* [Te lezen tekst]:
------------------------
Het Bijbelse offer van CD&V

Zal Wouter Beke Koen Geens nu al opofferen? Of wordt Pieter De Crem wandelen gestuurd? © Imagedesk / Wouter Van Vooren

Het viel de voorbije week niet te negeren: het nieuws dat Kris Peeters uit eigen beweging het premierschap overliet aan een liberaal om de weg vrij te maken voor zijn partijgenote Marianne Thyssen als nieuwe eurocommissaris. Elke commentaarschrijver had zijn idee van ‘het offer’ van Kris Peeters, en doorgaans was dat positief. Maar veel bloed is er bij dat offer niet gevloeid. Toch niet bij de Vlaamse christendemocraten.

Er is weinig dat de goesting van Kris Peeters om de nieuwe eerste minister van het land te worden zo treffend illustreerde als die kleine bekentenis in Het Nieuwsblad: ‘Ik heb zelfs lessen Frans gevolgd, van ’s ochtends acht tot elf uur.’ Peeters was dus niet alleen ‘mentaal klaar’ voor zijn nieuwe federale job, zoals hij in hetzelfde interview zei, hij had er ook nog enorm veel zin in gekregen. Ook al is voor veel Vlaams Parlementsleden de functie van Vlaams minister-president inmiddels belangrijker dan die van Belgisch premier, het viel al enige tijd op dat Kris Peeters de ‘degradatie’ tot eerste minister met de breedst mogelijke glimlach verteerd had. Tot hij zich, omwille van het hogere belang, verplicht zag om dat ene grote ‘offer’ te brengen: zijn eigen carrièreplanning ondergeschikt maken aan die van een collega.
------------------------
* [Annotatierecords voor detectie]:
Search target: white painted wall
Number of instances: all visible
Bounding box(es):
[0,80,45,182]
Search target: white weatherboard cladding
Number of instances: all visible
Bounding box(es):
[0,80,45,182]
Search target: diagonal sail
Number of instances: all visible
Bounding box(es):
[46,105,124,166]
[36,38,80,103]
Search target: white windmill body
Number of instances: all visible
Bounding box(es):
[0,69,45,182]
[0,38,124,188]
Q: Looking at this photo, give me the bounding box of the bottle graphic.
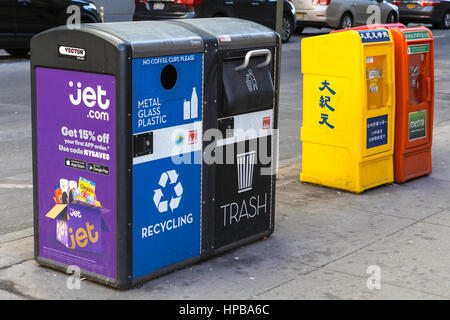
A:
[183,100,191,120]
[191,87,198,119]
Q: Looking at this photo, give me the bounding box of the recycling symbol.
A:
[153,170,183,213]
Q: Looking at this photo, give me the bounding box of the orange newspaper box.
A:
[390,27,434,183]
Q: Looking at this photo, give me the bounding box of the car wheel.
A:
[386,12,397,23]
[338,12,353,29]
[281,15,294,42]
[439,11,450,29]
[5,49,30,57]
[295,26,305,34]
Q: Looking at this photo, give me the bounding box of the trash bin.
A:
[178,19,280,253]
[31,19,279,288]
[391,27,434,183]
[300,29,395,193]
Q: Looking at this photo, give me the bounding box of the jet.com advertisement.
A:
[36,68,116,279]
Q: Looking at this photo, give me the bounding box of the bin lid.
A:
[80,21,203,58]
[178,18,278,50]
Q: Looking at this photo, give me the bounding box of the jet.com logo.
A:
[69,81,110,121]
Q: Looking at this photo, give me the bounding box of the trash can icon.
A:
[236,151,256,193]
[31,18,281,288]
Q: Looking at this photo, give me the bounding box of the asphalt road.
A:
[0,28,450,237]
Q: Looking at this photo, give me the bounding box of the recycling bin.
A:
[31,18,280,288]
[392,27,434,183]
[300,28,395,193]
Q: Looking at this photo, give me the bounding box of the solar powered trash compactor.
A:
[31,18,280,288]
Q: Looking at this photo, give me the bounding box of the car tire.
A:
[295,26,305,34]
[5,49,30,57]
[438,11,450,29]
[281,14,294,42]
[386,11,397,23]
[338,12,353,29]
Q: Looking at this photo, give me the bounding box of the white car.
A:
[291,0,399,32]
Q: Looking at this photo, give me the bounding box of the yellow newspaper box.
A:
[300,29,395,193]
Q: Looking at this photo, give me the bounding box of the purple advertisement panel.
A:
[36,68,116,279]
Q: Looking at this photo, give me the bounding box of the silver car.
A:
[292,0,399,32]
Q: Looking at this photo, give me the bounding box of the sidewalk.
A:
[0,122,450,299]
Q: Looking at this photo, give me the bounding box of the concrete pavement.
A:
[0,29,450,299]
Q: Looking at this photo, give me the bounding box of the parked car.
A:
[133,0,296,42]
[394,0,450,29]
[293,0,399,32]
[0,0,101,56]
------------------------
* [Opdrachten]:
a: Geef alsjeblieft het stuk van "Er is weinig" tot en met "van een collega." uit de tekst over het offer van CD&V letterlijk weer.
b: Beantwoord deze vragen met de tekst over het offer van CD&V:
(i) Aan wie liet Kris Peeters het premierschap over?
(ii) Van hoe laat tot hoe laat volgde Peeters lessen Frans?
(iii) In welke krant deed hij die bekentenis?
c: Schrijf de tekst over het offer van CD&V verder, te beginnen na de laatste zin die er staat.
Het materiaal is afkomstig uit een andere bron.

* [Antwoorden per opdracht]:
a:
Er is weinig dat de goesting van Kris Peeters om de nieuwe eerste minister van het land te worden zo treffend illustreerde als die kleine bekentenis in Het Nieuwsblad: ‘Ik heb zelfs lessen Frans gevolgd, van ’s ochtends acht tot elf uur.’ Peeters was dus niet alleen ‘mentaal klaar’ voor zijn nieuwe federale job, zoals hij in hetzelfde interview zei, hij had er ook nog enorm veel zin in gekregen. Ook al is voor veel Vlaams Parlementsleden de functie van Vlaams minister-president inmiddels belangrijker dan die van Belgisch premier, het viel al enige tijd op dat Kris Peeters de ‘degradatie’ tot eerste minister met de breedst mogelijke glimlach verteerd had. Tot hij zich, omwille van het hogere belang, verplicht zag om dat ene grote ‘offer’ te brengen: zijn eigen carrièreplanning ondergeschikt maken aan die van een collega.

b:
(i) Aan een liberaal.
(ii) Van 's ochtends acht tot elf uur.
(iii) In Het Nieuwsblad.

c:
De Wetstraat wil weleens het decor zijn van wat ‘een shakespeareaans drama’ heet, waarbij verborgen ambities en verdrongen, complexe relaties het slechtste naar boven woelen. De betrokkenen zijn dan tegen hun zin gangmakers van een drama dat uiteindelijk vooral noodlottig is voor henzelf en hun eigen partij. Denk aan de vete tussen Wilfried Martens en Leo Tindemans. Denk aan de Agusta-affaires, en wie daarvoor de rekening heeft betaald. Denk aan de jaloezie tussen de paarse partijen in 2003, en hoe liberalen en socialisten vervolgens in minder dan één jaar hun paarse project zelf torpedeerden. Denk aan de verbijsterende deconfiture die zich tussen 2006 en 2014 bij het Vlaams Belang voltrok. Enzovoort.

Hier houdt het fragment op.